▸ 本文
####

(2018年6月15日)
前回まで。
働きかけに応じ文化(culture)は自然(nature)との同盟(allience=婚姻)をうっかり結び、一時は、蜜酒(hydromel)肉、など文化(culture)につながる食材を、人がふんだんに口に出来た。自然の企ては惜しげなく人に文化(食物)を与えようとも窺えるし、自然は(蜂蜜の精Maba)邪に何かを為にするなどの悪ではない。しかし、この同盟は続かない。原因は人の約束破り、禁忌を犯したためである。自然に見捨てられ(allience、同盟関係の断絶)、以来、蜜も肉も獲得には額に汗をし、ひと碗の蜜を得る様に堕ちた。
罰(chatiment)を受けたのである。
これが失いperte。本書「蜜から灰へ」に掲載されている神話群の主題の一つです。レヴィストロースはテーマをして「前作の=生から調理=では社会組織を創成し、食物を獲得する手立ての創造神話。しかし本書は喪失の神話」と述べている。
断絶に関わる神話は続く。今回は同盟関係と分断をの神話の精神の2として取りあげる(前回の出会いの様が1);
木の(女)婚約者(fiancee de bois)は類型的である。同タイトルで7数えられる変容(transformation)から、代表神話としてM259 Warrau族(Carib族の支族)木の婚約者(182頁)を取りあげる。

####

▸ 提供項目
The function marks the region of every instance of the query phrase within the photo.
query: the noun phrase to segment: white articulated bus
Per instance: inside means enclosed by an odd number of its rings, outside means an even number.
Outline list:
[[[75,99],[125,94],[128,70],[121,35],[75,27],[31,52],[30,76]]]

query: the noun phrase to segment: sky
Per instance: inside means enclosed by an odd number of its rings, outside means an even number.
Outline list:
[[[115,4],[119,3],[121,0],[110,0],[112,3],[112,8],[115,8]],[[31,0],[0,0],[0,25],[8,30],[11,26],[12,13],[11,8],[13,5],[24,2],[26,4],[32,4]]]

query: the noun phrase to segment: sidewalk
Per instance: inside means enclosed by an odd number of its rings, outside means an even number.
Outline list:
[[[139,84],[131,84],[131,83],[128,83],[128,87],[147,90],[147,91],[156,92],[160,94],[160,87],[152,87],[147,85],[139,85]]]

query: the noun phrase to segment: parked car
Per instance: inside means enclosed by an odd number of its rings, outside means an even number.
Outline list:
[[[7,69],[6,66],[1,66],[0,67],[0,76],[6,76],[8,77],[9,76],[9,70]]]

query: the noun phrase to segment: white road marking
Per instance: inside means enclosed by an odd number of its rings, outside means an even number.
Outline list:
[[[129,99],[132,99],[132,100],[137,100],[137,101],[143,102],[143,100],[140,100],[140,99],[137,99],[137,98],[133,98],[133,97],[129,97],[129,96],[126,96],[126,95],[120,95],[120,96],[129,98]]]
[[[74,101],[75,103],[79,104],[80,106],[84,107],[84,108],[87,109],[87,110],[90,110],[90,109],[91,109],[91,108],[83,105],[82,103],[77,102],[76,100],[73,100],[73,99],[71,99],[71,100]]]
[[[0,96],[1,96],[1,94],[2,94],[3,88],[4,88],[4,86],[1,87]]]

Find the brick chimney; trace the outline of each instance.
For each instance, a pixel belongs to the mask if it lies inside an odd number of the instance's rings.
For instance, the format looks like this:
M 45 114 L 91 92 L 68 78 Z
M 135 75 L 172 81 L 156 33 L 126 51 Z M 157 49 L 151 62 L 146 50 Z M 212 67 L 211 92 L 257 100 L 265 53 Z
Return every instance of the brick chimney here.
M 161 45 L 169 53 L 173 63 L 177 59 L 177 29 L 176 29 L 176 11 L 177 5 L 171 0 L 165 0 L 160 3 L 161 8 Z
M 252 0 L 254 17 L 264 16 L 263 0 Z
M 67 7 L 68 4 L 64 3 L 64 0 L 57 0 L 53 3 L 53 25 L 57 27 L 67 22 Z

####

▸ 作業一覧
1. 本文で、日本語の語の直後に置かれた丸括弧の中身がラテン文字（と語間の空白）だけで書かれている箇所を、重複を除いてすべて挙げてください。日本語の語と括弧内の表記を組にして示してください。
2. 本文について、次の問いに答えてください。
(a) 同盟が続かなかった原因は何とされていますか。
(b) 神話群が掲載されている本書の題名は何ですか。
(c) 代表神話として取りあげられる木の婚約者の神話は、どの番号で、何頁に載っていますか。

▸ 解答一覧
1.
文化(culture)
自然(nature)
蜜酒(hydromel)
罰(chatiment)
木の(女)婚約者(fiancee de bois)
変容(transformation)

2.
(a) 人の約束破り、禁忌を犯したためです。
(b) 「蜜から灰へ」です。
(c) M259で、182頁に載っています。